(Dataset entries)
******

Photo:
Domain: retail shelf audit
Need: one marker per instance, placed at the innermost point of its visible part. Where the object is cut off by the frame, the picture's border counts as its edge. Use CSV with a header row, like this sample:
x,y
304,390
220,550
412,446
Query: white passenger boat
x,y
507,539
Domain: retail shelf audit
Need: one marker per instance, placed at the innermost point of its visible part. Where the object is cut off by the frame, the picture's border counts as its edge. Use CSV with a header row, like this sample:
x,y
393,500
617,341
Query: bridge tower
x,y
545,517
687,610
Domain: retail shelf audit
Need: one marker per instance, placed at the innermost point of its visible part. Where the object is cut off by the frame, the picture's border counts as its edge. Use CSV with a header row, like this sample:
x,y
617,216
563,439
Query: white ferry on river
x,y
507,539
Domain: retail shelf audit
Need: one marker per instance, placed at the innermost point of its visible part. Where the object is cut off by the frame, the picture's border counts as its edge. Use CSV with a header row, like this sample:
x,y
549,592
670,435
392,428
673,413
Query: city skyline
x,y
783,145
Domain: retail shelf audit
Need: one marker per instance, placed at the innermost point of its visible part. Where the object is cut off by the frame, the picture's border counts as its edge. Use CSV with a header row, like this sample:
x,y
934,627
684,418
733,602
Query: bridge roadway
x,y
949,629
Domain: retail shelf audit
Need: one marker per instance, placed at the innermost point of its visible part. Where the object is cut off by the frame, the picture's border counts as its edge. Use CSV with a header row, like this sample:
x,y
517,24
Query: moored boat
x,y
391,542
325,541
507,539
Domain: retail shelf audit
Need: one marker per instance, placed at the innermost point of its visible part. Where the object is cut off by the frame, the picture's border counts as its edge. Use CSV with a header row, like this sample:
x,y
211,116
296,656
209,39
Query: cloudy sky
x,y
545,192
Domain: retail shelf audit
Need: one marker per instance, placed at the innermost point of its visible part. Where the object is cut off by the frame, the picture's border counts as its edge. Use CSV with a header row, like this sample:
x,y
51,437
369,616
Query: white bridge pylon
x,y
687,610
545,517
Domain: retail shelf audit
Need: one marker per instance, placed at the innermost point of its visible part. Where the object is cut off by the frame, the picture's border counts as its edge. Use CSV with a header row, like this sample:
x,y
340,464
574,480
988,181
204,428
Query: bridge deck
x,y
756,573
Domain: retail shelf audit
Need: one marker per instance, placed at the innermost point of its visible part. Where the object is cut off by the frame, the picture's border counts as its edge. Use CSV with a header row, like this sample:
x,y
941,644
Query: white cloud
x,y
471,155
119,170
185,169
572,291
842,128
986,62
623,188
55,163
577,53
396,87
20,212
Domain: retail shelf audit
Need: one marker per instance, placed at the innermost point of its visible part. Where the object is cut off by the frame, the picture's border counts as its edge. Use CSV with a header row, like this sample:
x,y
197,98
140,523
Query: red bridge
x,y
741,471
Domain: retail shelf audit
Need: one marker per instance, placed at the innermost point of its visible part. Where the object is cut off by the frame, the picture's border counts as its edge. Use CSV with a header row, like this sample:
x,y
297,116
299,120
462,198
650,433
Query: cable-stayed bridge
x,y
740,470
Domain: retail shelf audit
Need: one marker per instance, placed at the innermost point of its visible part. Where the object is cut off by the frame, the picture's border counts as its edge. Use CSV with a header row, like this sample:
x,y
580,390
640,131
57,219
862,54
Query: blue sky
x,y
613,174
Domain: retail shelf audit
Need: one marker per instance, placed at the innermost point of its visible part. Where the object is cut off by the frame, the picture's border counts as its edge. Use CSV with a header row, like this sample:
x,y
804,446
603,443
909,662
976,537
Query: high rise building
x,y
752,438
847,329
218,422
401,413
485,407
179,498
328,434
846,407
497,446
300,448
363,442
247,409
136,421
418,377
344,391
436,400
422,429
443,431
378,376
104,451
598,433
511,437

******

▶ _ACTIVITY_
Every line of the data above is to be repeated exactly.

▶ _EXERCISE SOLUTION_
Photo:
Domain: retail shelf audit
Need: one marker per instance, placed at the innermost point of its visible part. Where the object is cut off by the frame, the picture's border counts as its edge. Use CSV with a header row, like this sample:
x,y
304,390
220,550
412,446
Query: white passenger boat
x,y
507,539
Domain: retail shelf audit
Need: one marker per instance, placed at the innermost point of its visible part. Where the object is cut off by the frame, the picture's border counts as its edge. Use CSV with a header row, like this sample:
x,y
393,500
617,341
Query: bridge tower
x,y
545,517
687,610
Domain: retail shelf audit
Need: one marker per instance, placed at the innermost point of its visible part. Where the object is cut off by the frame, the picture's border counts as its edge. Use CSV with a header row, like this sample:
x,y
617,216
563,439
Query: white ferry on river
x,y
507,539
Domain: retail shelf audit
Need: one marker per instance, placed at the innermost point of its visible part. Where the object is cut off by the frame, the picture's border counts as its edge. Use CSV with a header row, like this sample:
x,y
549,592
670,435
392,428
673,413
Query: city skyline
x,y
783,145
Domain: retail shelf audit
Need: one marker per instance, placed at the innermost point of its visible part. Where the object is cut off by the frame, the picture's border counts as its edge. Use CSV with a header row, like this sample:
x,y
934,627
684,418
733,602
Query: bridge roadway
x,y
949,629
Domain: retail shelf audit
Need: one marker per instance, placed at the innermost point of its visible part. Where the object is cut off by the frame, the picture's border counts as its edge. Use CSV with a header row, like this sample:
x,y
517,24
Query: moored boat
x,y
391,542
325,541
507,539
Domain: retail shelf audit
Need: one marker per instance, placed at the innermost point of its visible part. Where the object is cut off by the frame, the picture's border counts as its edge. Use CSV with a header row, like this sample:
x,y
211,116
296,656
209,39
Query: cloudy sky
x,y
545,192
Domain: retail shelf audit
Need: one marker per instance, placed at the innermost point of its visible part. Where the object is cut off by the frame, the picture's border counts as its edge. Use CSV with a header row, like this sample:
x,y
51,437
369,616
Query: white bridge pylon
x,y
687,610
545,517
Domain: retail shelf audit
Need: one marker per instance, placed at the innermost point of its visible part. Where the object is cut off by the frame, the picture's border counts as its edge. Use CSV with a header row, like this sample:
x,y
340,464
574,480
988,181
204,428
Query: bridge deck
x,y
756,573
Domain: retail shelf audit
Need: one marker per instance, placed at the innermost point of its visible part. Where the object is cut off by the frame, the picture's border counts as its edge. Use CSV with a header row, like this sample:
x,y
941,644
Query: white cloud
x,y
471,155
119,170
185,169
572,291
842,128
986,62
623,188
55,163
577,53
396,87
20,212
Domain: retail shelf audit
Need: one marker per instance, placed at the innermost point of its visible part. Where the object is cut off by the frame, the picture's border counts as its edge. Use CSV with a header row, like this sample:
x,y
197,98
140,523
Query: red bridge
x,y
741,471
Domain: retail shelf audit
Need: one marker per instance, placed at the innermost point of its visible part. Where the object is cut off by the frame, the picture's border counts as its edge. Use CSV with a header row, like this sample:
x,y
297,116
299,120
462,198
650,433
Query: cable-stayed bridge
x,y
740,470
Domain: retail shelf audit
Need: one marker per instance, placed at the innermost point of its visible part. Where the object is cut off by the frame, the picture's border counts as its edge. Use CSV with a header row, like this sample:
x,y
580,390
640,131
57,219
862,54
Query: blue sky
x,y
613,174
Domain: retail shelf audit
Need: one marker per instance, placed at the innermost point of its visible part. Where the object is cut off by the frame, the picture's border counts as its edge. Use CSV with a header row, like this sample:
x,y
804,446
603,443
909,662
976,537
Query: high rise building
x,y
752,438
847,329
218,422
401,413
485,407
179,498
328,434
846,407
497,446
300,448
363,442
247,409
136,421
418,377
344,391
436,400
422,429
443,431
378,376
104,451
598,433
511,437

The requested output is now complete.